▶ [What this task involves]:
Which of the rows below contain the string "sleeve"? Pick out and copy each of them, treating uppercase and lowercase as different.

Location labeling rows
──────────

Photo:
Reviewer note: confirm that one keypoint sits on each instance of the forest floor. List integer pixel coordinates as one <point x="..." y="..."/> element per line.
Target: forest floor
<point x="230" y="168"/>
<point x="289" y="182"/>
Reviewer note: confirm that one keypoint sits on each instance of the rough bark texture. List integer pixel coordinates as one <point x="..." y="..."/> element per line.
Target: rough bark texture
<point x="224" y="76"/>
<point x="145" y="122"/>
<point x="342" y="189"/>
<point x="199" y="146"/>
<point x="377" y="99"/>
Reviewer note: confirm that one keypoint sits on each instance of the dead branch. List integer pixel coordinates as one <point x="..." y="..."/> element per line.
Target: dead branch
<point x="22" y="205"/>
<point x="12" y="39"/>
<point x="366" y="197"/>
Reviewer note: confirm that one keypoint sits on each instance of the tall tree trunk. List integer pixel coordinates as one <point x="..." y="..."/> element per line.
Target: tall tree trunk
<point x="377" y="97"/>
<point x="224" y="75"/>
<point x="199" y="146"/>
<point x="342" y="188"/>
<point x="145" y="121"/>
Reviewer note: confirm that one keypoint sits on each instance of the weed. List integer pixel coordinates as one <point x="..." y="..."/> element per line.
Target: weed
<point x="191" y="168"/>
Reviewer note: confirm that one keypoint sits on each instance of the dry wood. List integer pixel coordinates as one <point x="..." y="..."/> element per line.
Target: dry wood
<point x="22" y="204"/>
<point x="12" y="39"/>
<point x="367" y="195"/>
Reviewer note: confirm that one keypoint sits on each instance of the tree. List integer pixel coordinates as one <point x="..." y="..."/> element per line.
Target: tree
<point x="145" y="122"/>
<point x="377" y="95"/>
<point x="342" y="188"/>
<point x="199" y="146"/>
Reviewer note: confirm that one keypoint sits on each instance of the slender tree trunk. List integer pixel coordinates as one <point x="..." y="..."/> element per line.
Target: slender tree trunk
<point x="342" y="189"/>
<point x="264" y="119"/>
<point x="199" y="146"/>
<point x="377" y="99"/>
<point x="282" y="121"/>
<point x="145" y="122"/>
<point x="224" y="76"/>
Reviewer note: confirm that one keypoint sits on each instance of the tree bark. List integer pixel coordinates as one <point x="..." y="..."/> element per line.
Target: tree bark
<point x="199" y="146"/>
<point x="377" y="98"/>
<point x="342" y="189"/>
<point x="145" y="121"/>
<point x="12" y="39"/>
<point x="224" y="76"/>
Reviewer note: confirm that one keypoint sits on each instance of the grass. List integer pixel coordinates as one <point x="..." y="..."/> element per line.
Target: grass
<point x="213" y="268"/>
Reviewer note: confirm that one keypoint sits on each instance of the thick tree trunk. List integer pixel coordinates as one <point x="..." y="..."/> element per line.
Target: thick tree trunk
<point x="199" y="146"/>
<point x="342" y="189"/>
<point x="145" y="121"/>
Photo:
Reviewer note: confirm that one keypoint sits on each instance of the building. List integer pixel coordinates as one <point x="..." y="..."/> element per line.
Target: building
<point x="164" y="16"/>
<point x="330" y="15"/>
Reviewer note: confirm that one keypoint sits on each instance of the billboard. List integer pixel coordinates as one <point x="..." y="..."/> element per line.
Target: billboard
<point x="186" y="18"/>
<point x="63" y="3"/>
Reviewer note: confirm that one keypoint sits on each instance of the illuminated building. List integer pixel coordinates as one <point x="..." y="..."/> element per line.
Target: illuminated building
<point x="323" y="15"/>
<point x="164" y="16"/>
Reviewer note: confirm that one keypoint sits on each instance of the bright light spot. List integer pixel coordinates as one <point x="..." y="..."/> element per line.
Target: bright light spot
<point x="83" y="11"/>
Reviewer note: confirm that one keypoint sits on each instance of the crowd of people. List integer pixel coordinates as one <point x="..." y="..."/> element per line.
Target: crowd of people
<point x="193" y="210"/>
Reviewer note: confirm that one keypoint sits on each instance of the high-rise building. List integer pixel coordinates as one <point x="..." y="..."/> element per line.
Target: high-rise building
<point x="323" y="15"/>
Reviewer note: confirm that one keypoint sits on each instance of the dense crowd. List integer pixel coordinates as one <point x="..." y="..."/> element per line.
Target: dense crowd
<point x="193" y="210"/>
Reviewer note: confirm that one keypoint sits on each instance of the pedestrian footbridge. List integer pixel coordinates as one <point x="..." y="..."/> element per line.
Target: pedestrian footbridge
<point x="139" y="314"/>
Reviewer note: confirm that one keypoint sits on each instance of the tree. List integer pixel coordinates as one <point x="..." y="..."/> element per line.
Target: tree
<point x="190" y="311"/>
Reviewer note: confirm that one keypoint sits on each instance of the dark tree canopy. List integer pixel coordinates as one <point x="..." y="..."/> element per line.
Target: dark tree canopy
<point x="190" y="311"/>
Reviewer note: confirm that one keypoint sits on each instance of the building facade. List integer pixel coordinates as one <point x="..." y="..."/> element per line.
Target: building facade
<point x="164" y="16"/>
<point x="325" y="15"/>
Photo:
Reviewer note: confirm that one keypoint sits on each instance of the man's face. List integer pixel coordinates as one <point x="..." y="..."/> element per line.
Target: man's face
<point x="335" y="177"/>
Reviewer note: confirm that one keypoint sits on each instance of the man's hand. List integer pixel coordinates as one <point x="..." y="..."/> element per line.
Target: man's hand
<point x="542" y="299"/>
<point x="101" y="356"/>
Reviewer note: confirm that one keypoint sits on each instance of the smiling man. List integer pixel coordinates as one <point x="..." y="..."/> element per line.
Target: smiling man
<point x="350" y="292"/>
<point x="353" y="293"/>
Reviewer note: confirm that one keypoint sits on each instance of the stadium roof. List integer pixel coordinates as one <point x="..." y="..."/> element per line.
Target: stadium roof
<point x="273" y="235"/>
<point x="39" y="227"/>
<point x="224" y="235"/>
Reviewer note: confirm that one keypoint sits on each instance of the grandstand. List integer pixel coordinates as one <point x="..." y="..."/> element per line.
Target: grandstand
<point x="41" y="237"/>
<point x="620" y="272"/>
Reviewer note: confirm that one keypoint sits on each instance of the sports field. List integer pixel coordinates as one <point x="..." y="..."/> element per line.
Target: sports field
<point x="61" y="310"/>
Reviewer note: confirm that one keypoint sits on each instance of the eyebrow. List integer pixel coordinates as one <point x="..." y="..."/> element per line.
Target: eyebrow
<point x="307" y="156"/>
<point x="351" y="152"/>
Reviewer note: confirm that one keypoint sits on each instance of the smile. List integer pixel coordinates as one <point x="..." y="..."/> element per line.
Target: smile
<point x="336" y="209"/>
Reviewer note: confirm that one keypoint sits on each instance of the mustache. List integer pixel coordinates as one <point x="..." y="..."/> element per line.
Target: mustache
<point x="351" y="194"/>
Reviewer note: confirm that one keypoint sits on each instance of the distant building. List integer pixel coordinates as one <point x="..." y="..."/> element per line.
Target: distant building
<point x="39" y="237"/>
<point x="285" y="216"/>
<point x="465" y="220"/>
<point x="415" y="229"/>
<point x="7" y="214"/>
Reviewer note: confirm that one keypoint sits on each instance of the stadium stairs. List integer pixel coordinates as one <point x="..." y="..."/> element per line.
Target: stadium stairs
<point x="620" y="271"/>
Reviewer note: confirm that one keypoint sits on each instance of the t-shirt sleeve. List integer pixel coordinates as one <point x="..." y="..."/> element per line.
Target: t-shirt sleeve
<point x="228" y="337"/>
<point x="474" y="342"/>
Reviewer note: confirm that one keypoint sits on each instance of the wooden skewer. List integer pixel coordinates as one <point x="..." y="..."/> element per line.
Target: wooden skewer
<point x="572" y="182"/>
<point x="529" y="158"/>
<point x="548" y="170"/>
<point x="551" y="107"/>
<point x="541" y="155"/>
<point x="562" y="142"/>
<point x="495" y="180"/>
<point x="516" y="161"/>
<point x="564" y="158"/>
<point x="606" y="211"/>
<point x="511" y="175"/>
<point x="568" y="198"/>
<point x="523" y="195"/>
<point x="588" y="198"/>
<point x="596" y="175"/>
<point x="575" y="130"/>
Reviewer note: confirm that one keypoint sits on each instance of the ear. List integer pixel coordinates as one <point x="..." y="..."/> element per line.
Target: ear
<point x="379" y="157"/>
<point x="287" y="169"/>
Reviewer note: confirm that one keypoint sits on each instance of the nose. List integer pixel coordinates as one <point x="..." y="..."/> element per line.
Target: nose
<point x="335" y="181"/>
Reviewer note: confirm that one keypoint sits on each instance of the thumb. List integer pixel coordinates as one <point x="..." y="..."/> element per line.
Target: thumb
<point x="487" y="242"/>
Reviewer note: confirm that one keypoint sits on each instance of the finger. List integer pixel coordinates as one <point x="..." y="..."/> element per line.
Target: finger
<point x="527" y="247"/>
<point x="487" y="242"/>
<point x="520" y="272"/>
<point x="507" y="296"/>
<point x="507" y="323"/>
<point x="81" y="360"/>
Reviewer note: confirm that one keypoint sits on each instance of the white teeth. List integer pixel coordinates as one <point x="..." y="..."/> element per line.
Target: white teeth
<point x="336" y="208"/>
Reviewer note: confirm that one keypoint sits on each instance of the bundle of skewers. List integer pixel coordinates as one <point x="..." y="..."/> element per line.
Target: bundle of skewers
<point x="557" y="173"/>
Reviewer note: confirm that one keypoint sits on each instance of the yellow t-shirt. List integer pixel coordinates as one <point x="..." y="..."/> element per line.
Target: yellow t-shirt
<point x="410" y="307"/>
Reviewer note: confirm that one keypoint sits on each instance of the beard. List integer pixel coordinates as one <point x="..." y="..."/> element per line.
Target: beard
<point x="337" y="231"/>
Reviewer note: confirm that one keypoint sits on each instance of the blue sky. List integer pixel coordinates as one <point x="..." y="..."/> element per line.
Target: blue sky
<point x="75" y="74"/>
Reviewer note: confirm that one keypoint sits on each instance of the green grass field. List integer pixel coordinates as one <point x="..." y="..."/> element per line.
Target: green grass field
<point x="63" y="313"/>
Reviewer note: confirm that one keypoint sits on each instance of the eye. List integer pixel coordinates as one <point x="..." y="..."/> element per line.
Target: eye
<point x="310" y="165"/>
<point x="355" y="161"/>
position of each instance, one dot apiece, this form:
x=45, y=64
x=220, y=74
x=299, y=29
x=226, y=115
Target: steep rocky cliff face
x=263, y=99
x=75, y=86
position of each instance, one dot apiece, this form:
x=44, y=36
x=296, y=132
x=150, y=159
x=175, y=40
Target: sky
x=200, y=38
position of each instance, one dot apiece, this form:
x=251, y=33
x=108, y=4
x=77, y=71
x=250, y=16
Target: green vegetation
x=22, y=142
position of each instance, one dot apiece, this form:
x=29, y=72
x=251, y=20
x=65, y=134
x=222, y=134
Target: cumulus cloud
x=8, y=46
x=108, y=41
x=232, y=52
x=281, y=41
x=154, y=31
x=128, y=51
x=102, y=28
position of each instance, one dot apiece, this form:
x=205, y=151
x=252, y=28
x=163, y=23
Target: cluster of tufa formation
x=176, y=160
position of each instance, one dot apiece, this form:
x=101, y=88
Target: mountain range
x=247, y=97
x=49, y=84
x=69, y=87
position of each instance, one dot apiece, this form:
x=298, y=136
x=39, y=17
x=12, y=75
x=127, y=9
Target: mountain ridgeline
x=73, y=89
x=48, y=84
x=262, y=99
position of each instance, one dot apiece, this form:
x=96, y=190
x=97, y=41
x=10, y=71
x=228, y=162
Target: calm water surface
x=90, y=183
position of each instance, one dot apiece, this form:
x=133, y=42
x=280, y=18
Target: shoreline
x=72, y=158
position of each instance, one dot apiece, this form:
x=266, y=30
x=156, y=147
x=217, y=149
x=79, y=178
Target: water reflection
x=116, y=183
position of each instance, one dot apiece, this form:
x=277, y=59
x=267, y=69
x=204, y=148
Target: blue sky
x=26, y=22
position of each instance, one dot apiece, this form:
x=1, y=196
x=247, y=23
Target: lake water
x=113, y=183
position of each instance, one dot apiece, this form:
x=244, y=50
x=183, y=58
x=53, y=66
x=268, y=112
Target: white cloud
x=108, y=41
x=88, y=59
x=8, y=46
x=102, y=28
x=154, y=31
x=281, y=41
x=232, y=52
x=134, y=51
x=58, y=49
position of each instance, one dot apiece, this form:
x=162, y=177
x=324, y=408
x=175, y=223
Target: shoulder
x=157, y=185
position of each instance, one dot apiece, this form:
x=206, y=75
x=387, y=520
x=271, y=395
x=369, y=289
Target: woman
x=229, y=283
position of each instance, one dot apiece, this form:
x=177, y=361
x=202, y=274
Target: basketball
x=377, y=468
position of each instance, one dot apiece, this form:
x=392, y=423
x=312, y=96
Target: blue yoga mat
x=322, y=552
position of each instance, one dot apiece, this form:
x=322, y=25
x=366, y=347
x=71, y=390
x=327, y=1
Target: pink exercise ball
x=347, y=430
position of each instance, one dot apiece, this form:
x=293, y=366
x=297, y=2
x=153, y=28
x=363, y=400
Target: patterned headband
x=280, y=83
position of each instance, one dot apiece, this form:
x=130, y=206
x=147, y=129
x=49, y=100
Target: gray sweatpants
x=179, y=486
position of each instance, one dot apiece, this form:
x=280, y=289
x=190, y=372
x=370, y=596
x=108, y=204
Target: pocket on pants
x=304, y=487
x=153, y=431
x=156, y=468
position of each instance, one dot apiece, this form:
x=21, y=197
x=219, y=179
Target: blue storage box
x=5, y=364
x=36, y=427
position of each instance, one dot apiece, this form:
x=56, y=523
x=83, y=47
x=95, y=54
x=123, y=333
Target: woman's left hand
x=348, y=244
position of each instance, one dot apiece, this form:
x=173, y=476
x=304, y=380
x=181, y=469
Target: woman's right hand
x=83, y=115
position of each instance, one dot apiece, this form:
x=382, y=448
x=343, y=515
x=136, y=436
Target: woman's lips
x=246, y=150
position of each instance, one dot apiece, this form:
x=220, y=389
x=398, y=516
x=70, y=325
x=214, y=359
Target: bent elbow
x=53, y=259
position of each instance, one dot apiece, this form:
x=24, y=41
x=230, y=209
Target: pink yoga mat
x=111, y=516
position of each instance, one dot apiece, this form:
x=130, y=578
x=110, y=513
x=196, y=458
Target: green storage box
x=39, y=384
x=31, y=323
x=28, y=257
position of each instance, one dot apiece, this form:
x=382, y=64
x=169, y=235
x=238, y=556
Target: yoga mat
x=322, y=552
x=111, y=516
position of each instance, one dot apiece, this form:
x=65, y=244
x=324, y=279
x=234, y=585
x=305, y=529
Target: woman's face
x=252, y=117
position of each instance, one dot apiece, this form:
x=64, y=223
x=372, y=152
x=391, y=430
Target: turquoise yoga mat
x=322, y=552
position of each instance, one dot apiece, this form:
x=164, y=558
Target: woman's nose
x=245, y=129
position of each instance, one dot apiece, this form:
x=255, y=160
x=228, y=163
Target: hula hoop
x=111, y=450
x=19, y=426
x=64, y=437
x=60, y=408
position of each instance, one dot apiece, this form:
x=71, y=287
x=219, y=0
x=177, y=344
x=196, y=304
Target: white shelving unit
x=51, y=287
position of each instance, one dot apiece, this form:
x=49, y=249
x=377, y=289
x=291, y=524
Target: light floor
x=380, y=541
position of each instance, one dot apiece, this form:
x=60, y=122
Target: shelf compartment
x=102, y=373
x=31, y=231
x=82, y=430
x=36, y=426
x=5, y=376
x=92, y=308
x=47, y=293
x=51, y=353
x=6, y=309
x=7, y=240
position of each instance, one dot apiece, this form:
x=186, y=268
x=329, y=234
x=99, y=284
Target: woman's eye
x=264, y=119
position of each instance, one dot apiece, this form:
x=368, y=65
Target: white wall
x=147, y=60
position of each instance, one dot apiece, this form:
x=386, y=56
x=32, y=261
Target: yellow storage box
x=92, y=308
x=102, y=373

──────────

▶ [Answer for this exercise]:
Reviewer note: confirm that one keypoint sits on each instance of the t-shirt sleeve. List integer pixel coordinates as one <point x="..." y="..."/> element per line.
Target: t-shirt sleeve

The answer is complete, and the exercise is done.